WHAT IS BEING ASKED — Rewrite the lines of the records below, starting at the line that contains "If you could point to the beige" and ending at the line that contains "(1212, 757)", and give those lines only, with the requests included. Scale each coordinate in the points by 1.3 and round to whole numbers, with halves rounding up.

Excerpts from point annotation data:
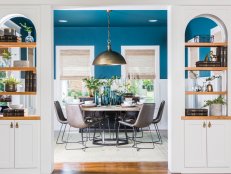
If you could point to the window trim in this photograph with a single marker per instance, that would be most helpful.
(57, 81)
(59, 48)
(157, 66)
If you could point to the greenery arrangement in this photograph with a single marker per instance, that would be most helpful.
(6, 54)
(148, 84)
(109, 82)
(11, 81)
(74, 93)
(218, 100)
(212, 78)
(26, 28)
(92, 85)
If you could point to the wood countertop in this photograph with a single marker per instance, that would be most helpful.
(29, 117)
(206, 118)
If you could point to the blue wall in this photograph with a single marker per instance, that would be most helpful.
(199, 26)
(97, 36)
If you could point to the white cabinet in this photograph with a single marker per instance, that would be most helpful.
(207, 143)
(218, 143)
(195, 144)
(20, 144)
(26, 144)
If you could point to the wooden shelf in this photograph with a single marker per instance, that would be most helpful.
(206, 68)
(206, 118)
(205, 93)
(18, 44)
(18, 69)
(17, 93)
(215, 44)
(27, 117)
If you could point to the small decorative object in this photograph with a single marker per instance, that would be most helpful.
(28, 29)
(1, 32)
(215, 106)
(11, 84)
(196, 112)
(9, 32)
(6, 55)
(209, 87)
(21, 63)
(204, 87)
(208, 64)
(106, 97)
(194, 76)
(204, 38)
(92, 85)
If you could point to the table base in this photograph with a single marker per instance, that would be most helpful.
(107, 140)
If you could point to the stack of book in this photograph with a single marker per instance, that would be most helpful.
(30, 81)
(196, 112)
(207, 64)
(221, 53)
(13, 112)
(5, 98)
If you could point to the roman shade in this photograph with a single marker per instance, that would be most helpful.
(140, 63)
(75, 64)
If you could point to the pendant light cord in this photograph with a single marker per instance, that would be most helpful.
(108, 30)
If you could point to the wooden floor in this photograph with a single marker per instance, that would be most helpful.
(112, 168)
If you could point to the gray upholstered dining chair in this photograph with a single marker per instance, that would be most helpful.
(157, 120)
(61, 118)
(75, 119)
(144, 119)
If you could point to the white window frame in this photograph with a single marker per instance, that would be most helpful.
(156, 48)
(58, 89)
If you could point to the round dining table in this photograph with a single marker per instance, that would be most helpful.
(111, 108)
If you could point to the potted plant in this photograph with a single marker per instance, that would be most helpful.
(11, 84)
(6, 55)
(28, 29)
(215, 106)
(75, 94)
(92, 85)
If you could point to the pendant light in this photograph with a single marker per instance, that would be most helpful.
(109, 57)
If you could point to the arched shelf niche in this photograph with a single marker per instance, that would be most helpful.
(199, 44)
(14, 20)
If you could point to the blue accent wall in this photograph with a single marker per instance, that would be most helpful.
(199, 26)
(120, 36)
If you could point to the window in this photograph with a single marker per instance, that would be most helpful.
(74, 64)
(141, 70)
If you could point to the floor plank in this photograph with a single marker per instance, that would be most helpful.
(112, 168)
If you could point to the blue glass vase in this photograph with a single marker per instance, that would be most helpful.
(106, 97)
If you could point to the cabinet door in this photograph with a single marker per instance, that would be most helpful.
(7, 144)
(195, 143)
(218, 143)
(26, 144)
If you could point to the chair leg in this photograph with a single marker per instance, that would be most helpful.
(151, 137)
(109, 129)
(82, 142)
(64, 131)
(158, 134)
(117, 135)
(134, 139)
(57, 141)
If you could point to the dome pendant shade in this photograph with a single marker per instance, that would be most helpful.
(109, 57)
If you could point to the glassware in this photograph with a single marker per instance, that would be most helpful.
(29, 38)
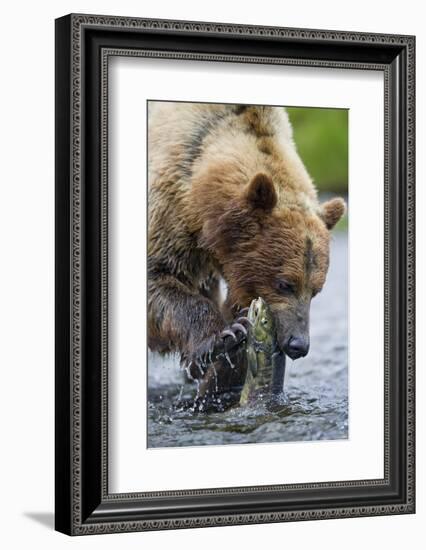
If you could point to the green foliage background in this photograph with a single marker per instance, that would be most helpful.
(321, 137)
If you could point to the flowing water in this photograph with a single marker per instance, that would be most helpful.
(315, 401)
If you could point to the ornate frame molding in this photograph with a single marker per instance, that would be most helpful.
(72, 45)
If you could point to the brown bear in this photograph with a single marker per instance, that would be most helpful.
(230, 200)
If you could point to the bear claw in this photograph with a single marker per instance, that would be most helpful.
(228, 332)
(240, 327)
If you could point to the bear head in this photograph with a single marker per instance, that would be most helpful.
(274, 250)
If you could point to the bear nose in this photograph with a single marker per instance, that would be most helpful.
(297, 347)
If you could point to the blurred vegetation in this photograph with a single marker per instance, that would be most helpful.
(321, 137)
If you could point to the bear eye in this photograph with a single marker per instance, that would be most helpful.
(285, 287)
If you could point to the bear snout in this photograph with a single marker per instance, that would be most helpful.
(296, 347)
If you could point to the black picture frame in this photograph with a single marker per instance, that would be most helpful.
(83, 45)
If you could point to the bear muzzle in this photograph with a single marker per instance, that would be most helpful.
(296, 347)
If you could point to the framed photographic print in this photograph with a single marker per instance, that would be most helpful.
(234, 274)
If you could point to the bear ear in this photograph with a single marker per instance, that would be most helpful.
(261, 193)
(332, 211)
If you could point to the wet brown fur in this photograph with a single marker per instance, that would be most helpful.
(229, 198)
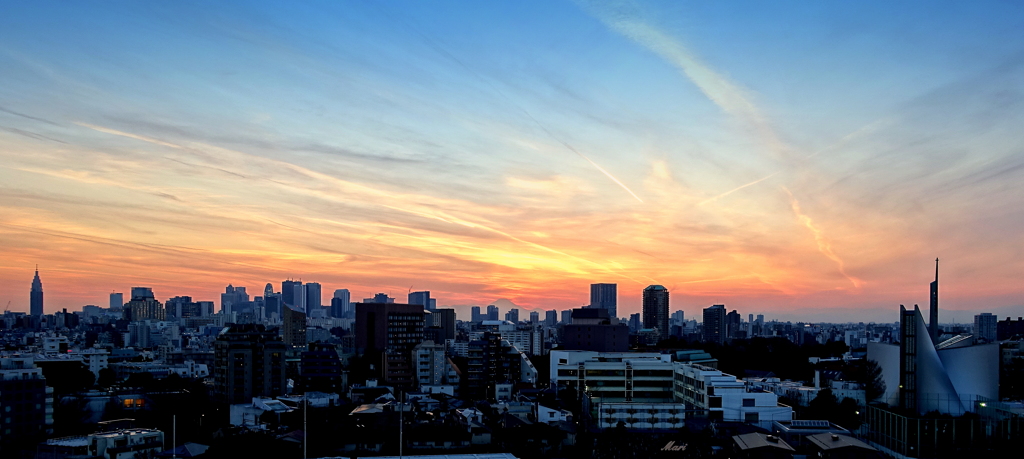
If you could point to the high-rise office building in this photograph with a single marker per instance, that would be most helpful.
(36, 296)
(249, 361)
(341, 304)
(313, 298)
(732, 325)
(293, 327)
(392, 331)
(604, 296)
(635, 323)
(292, 293)
(984, 327)
(933, 320)
(26, 401)
(551, 318)
(715, 324)
(421, 298)
(232, 298)
(655, 309)
(182, 307)
(143, 306)
(380, 298)
(443, 321)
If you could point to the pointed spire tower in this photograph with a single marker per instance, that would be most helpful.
(933, 318)
(36, 295)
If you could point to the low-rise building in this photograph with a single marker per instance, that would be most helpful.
(724, 398)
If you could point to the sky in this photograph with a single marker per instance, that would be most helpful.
(806, 161)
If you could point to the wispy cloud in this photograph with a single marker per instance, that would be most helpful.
(819, 237)
(731, 97)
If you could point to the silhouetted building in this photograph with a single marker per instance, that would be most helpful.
(933, 320)
(313, 297)
(232, 299)
(551, 318)
(715, 324)
(592, 329)
(26, 403)
(604, 296)
(443, 321)
(391, 331)
(143, 306)
(494, 363)
(292, 294)
(421, 298)
(655, 309)
(36, 296)
(182, 307)
(249, 362)
(321, 370)
(341, 304)
(293, 327)
(985, 327)
(732, 325)
(1008, 329)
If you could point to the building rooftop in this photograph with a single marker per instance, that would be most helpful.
(755, 441)
(828, 442)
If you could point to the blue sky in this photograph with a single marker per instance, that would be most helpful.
(781, 157)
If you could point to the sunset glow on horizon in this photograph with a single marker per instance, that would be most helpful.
(794, 163)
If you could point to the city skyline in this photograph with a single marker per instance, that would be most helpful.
(437, 148)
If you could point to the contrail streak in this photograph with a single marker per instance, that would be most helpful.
(727, 95)
(823, 246)
(511, 101)
(736, 190)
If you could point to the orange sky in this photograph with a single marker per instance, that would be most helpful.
(184, 157)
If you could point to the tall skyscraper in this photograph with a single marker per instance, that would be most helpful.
(314, 299)
(249, 361)
(551, 318)
(655, 308)
(391, 331)
(341, 304)
(604, 296)
(36, 296)
(292, 293)
(443, 320)
(933, 319)
(293, 327)
(421, 298)
(715, 324)
(143, 306)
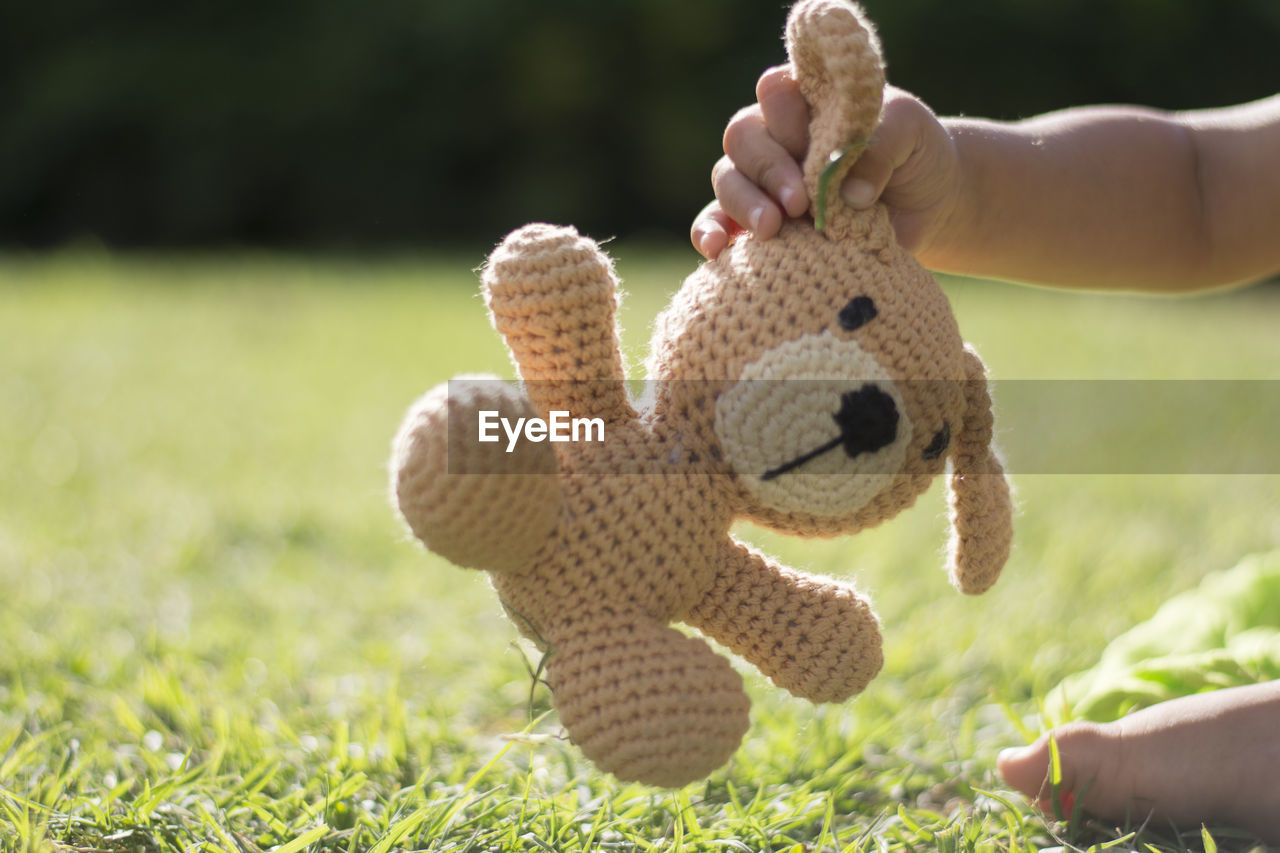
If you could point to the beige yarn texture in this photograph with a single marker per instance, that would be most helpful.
(778, 349)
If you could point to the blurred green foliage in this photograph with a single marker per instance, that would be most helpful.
(425, 122)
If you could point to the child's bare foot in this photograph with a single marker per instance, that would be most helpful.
(1212, 757)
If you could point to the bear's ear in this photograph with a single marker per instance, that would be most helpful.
(839, 65)
(981, 505)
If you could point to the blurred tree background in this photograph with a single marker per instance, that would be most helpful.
(423, 123)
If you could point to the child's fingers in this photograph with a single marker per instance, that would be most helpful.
(897, 137)
(744, 201)
(712, 231)
(784, 109)
(762, 160)
(867, 179)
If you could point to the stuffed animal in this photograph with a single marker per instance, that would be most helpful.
(814, 383)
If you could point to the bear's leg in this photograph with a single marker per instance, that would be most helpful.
(816, 637)
(647, 703)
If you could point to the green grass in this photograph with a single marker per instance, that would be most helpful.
(214, 635)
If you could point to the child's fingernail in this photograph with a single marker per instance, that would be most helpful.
(787, 196)
(858, 194)
(1010, 753)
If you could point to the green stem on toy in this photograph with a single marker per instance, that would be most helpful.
(828, 172)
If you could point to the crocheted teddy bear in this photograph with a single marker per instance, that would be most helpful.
(814, 383)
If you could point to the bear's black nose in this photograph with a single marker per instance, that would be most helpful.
(867, 420)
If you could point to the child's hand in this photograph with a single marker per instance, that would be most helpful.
(910, 164)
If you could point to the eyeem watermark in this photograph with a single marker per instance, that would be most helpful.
(558, 427)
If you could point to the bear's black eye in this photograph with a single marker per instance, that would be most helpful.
(859, 311)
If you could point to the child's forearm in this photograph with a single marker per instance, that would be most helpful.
(1116, 197)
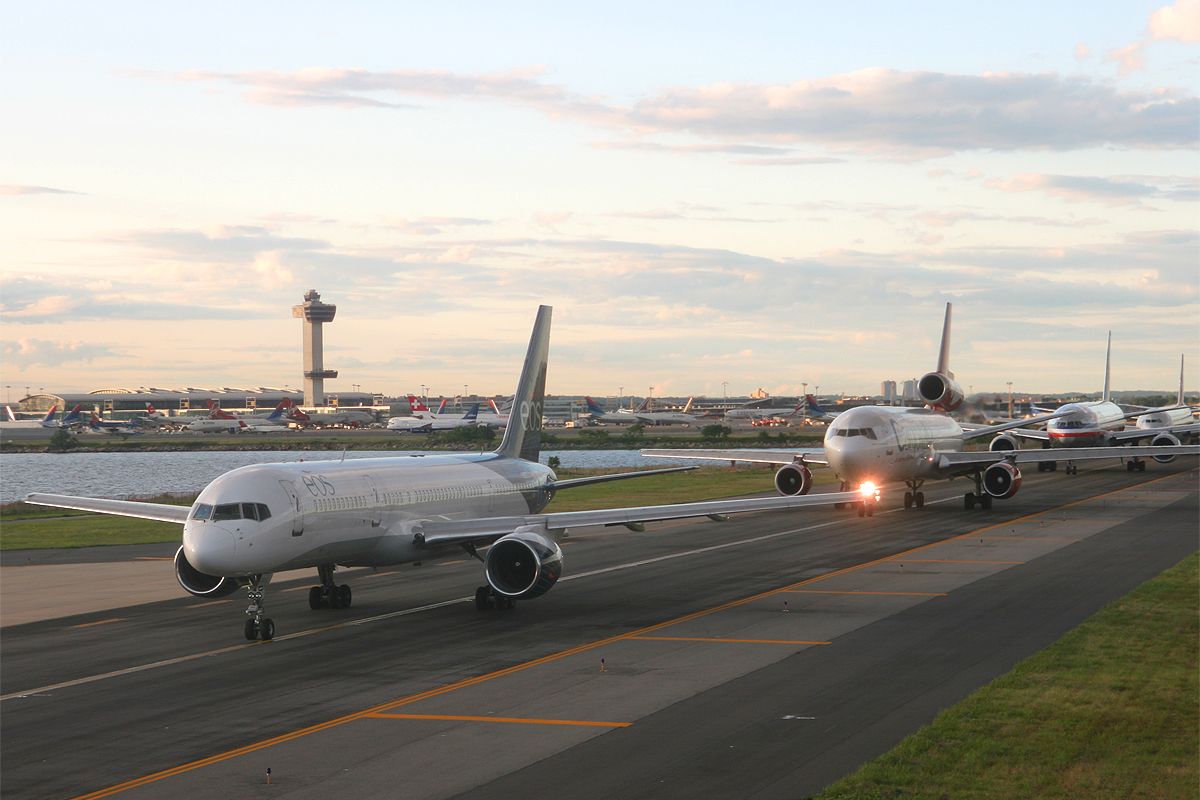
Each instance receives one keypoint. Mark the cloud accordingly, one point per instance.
(10, 188)
(1180, 22)
(886, 112)
(27, 353)
(1109, 191)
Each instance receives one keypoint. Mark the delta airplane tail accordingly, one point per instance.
(522, 437)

WRITTEN SOLUTION —
If you could point to the beige yarn texture in this photograph with a single marker per instance, that would be most helpful.
(1011, 454)
If you could point to the blurred green foliage in this photograph with a single marker per instance, that would be most helpful.
(553, 159)
If you could point to the child's bare foot in this photograph with a single marker per instance, that would be most helpful.
(1576, 984)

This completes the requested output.